# Provided passage
---
NATO chief pushes missile shield despite austerity

 

 
 
 
 
North Atlantic Treaty Organization (NATO) Secretary-General Anders Fogh Rasmussen speaks on October 14, 2010 before the start of a meeting of NATO defense and foreign ministers at alliance headquarters in Brussels. NATO foreign and defense ministers are meeting to reshape the alliance into a modern force against cyber and missile threats and deliberate on a draft of the "strategic concept" that will lay out NATO's vision for the next decade.
 

North Atlantic Treaty Organization (NATO) Secretary-General Anders Fogh Rasmussen speaks on October 14, 2010 before the start of a meeting of NATO defense and foreign ministers at alliance headquarters in Brussels. NATO foreign and defense ministers are meeting to reshape the alliance into a modern force against cyber and missile threats and deliberate on a draft of the "strategic concept" that will lay out NATO's vision for the next decade.

Photograph by: JOHN THYS/AFP/Getty Images, JOHN THYS/AFP/Getty Images

BRUSSELS - NATO chief Anders Fogh Rasmussen called on the military alliance Thursday to transform into a modern force against new threats by investing in a missile defence system despite times of austerity.

Rasmussen made his plea at the start of a rare meeting of defence and foreign ministers at NATO headquarters to shape the 28-nation alliance's vision for the next decade amid a tough fight in Afghanistan and budget cuts at home.

"NATO's core mission to protect the 900 million citizens of NATO countries from attack must never change, but it must be a modern defence against modern threats," he said.

Rasmussen called on the alliance to press ahead with plans to create an anti-missile shield for Europe in the face of threats from ballistic missiles from hostile states.

"The threat is clear, the capability is clear and the costs are manageable," he told defence chiefs ahead of the meeting.

U.S. Defence Secretary Robert Gates told reporters there was "broad agreement" on missile defence plans and that the cost of linking NATO members into a common network was "relatively modest."

France and other nations, however, want more details about how much the system would cost and how it would work, diplomats said.

France, a nuclear-armed power, is also at odds with Germany, which is pushing for missile defence as a subsitute to nuclear deterrence, diplomat said.
---
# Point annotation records
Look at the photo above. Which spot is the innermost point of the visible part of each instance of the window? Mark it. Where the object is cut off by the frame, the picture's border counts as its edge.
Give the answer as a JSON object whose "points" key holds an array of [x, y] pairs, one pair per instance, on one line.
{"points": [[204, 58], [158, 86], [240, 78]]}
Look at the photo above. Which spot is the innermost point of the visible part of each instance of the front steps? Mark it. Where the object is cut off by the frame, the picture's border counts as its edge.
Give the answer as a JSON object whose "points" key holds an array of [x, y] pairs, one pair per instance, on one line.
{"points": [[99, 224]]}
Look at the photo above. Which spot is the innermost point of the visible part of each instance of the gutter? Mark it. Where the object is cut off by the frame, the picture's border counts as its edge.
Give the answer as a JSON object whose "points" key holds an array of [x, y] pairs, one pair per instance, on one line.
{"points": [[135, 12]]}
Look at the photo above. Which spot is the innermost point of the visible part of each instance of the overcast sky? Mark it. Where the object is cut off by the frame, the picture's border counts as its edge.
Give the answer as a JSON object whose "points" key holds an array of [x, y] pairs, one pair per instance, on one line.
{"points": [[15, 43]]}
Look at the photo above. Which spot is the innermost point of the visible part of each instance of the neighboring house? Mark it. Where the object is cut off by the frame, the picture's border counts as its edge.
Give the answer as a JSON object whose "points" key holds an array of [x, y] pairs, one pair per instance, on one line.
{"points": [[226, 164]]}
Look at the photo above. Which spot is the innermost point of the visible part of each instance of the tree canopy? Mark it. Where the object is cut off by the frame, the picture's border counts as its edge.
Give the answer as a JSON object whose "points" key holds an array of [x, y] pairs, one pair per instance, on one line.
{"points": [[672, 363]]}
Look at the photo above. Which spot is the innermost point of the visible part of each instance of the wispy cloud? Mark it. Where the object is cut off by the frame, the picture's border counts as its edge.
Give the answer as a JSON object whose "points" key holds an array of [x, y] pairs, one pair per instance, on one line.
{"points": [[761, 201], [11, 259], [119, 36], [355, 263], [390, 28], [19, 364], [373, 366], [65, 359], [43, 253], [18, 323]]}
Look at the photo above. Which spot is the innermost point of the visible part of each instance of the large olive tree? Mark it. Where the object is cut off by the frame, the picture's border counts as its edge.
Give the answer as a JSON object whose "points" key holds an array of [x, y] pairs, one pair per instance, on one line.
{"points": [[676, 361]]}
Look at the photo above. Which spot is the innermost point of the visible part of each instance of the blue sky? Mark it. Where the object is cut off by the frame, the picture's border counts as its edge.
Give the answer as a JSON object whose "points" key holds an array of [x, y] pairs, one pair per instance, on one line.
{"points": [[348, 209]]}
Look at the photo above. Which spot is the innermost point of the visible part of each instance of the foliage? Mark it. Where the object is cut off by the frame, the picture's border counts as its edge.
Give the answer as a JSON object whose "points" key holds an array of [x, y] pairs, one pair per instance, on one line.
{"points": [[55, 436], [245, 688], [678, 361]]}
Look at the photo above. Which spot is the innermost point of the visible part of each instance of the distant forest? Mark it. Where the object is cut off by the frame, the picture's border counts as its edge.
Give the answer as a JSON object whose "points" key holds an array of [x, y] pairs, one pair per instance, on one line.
---
Carry on the news article about NATO's missile shield from the point where it stops. The entries play no part in the work here.

"We believe that, on substance, the missile shield is a good idea," German Defence Minister Karl-Theodor zu Guttenberg told reporters ahead of the meeting.

"But we also believe that (nuclear) disarmament can and must play an important role."

The ministers gathered are to discuss a draft of NATO's new "strategic concept," a text revised every decade that serves as a mission statement for the alliance.

Afghanistan was not on the agenda but loomed large over the meeting. Three NATO soldiers were killed in a bomb attack in Afghanistan on Thursday, bringing to 584 the total number of personnel killed so far this year.

The 11-page strategic concept, drafted by Rasmussen, has not been made public but it is expected to touch on 21st century threats including cyber attacks, missiles from "rogue" states, terrorism and Somali piracy.

The document will be endorsed by NATO leaders at a summit in Lisbon next month, replacing a document written in 1999, two years before the September 11 attacks on the United States sparked the war in Afghanistan.

The ministers were also discussing proposals to reform NATO's command structure and cut the number of agencies, an idea pushed by Rasmussen to make the 28-nation alliance "leaner and more efficient."

At the same time, Rasmussen and U.S. officials have urged allies to resist cutting too deeply into their own national defence budgets.

"My worry is that the more our allies cut their capabilities, the more people will look to the United States to cover whatever gaps that are created, at a time when we're facing" fiscal pressures, Gates said.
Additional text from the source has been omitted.